Text block »
+++

It feels like whenever new consoles or tech are announced, endless sizzle reels are made with industry personnel championing the endless possibilities that this new shiny thing will bring, only to then reveal months later than they’re working on a sequel to their long-running franchise or a first person shooter with free-to-play elements.
Now I’m not disparaging anyone that enjoys those games, but I’ve always wanted to see that creative potential delivered on. I want to see things that I’d never really fathomed before that have no real-world equivalence. I want unapologetic nonsense.
I’ve tried to stop myself from praising works on sheer concept alone, independent of how well they’re delivered, but I can’t help but commend Antichamber for being such a creative outlier. It presents a lesson in subversion and clever design that’s hard to ignore, somehow creating consistency out of something inconsistent. There are rules, but they’re different from the ones we’re familiar with. Within the first 10 minutes, the game has a field day showing off its non-euclidean tricks, as if preparing you for something exponentially more mind-bending and sinister down the road… something that never comes.
Perhaps it’s unfair of me to expect a grand slam from one of the first games to ever step up to this particular plate, but Antichamber’s greatest strength is also its greatest weakness. It makes promises that it could never truly fulfill and seems to further lose its identity the longer you spend with it. After that initial opening mindscrew, you mentally prepare yourself for hours of illogical navigation, like a fun house patron wondering if the next room will offer mirrors or a ball pit or even if you stumbled into the haunted house by mistake, but soon after, the game introduces… a gun.
I’m forced to wonder at what point in the designing stage this was introduced, since it simultaneously adds to and takes away from what the game is able to accomplish. While the diluted sense of space is ever present for the remainder of the game, your progress becomes gated by your access to various cube-gun upgrades and your ability to solve puzzles dictating their use. One second, you’re in a cold clinical space where navigation is the only obstacle, then the next you’re using blocks as keys and platforms. Granted, it’s a very good and often clever mechanic, but one that seems to be in opposition to the messaging of the level design.
It feels like two different games forced to meet halfway due to a fear than neither were strong enough to sustain a six hour game on their own. Admitedly, they may have been right. The opening sequence feels like a demo for a very impactful one hour experience and perhaps that would have overstayed its welcome if left without any further iteration, but part of me wants to know what that one hour would have felt like, as I eventually hit a point in Antichamber where I had a dozen unsolved rooms on the map in front of me, unable to figure out which were clearable in that given moment.
Frustrations aside, it’s still something to be commended, and I think part of the reason the flaws stand out so much is because I’m so married to the idea of what it attempts to be, even if it doesn’t fully commit or hit its mark. That’s okay, sometimes. Antichamber doesn’t feel like it lacks effort at any point. It’s more a case of being ambitious to a fault, where the ability to execute on an idea doesn’t always realize the potential of it. As someone prone to chronic overreaching himself, I can respect that.

+++

Extracted data »
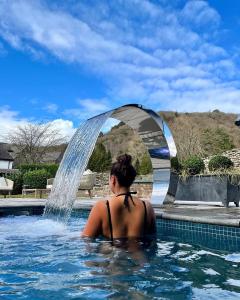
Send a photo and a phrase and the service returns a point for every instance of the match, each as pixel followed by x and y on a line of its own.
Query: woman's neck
pixel 121 190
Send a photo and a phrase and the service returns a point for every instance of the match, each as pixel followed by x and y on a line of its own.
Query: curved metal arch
pixel 151 129
pixel 148 125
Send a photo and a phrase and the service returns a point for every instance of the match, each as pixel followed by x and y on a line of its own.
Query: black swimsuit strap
pixel 128 194
pixel 109 220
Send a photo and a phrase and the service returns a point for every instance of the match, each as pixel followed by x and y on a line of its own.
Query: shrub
pixel 194 165
pixel 17 178
pixel 175 164
pixel 145 165
pixel 36 179
pixel 50 168
pixel 100 159
pixel 220 162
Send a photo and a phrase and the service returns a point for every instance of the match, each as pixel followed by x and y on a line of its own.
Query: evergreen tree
pixel 146 165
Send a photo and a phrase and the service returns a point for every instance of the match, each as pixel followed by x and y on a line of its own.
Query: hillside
pixel 203 134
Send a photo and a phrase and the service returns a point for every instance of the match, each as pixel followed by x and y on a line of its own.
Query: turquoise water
pixel 43 259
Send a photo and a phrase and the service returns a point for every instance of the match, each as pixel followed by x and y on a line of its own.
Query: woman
pixel 123 216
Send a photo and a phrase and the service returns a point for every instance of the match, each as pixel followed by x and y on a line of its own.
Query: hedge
pixel 50 168
pixel 220 162
pixel 194 165
pixel 36 179
pixel 17 178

+++

Retype the stretch of the Antichamber review from "Now I’m not" through "that never comes.", with every word and mark kept as it stands. Answer from the review only, without drawing on anything outside it.

Now I’m not disparaging anyone that enjoys those games, but I’ve always wanted to see that creative potential delivered on. I want to see things that I’d never really fathomed before that have no real-world equivalence. I want unapologetic nonsense.
I’ve tried to stop myself from praising works on sheer concept alone, independent of how well they’re delivered, but I can’t help but commend Antichamber for being such a creative outlier. It presents a lesson in subversion and clever design that’s hard to ignore, somehow creating consistency out of something inconsistent. There are rules, but they’re different from the ones we’re familiar with. Within the first 10 minutes, the game has a field day showing off its non-euclidean tricks, as if preparing you for something exponentially more mind-bending and sinister down the road… something that never comes.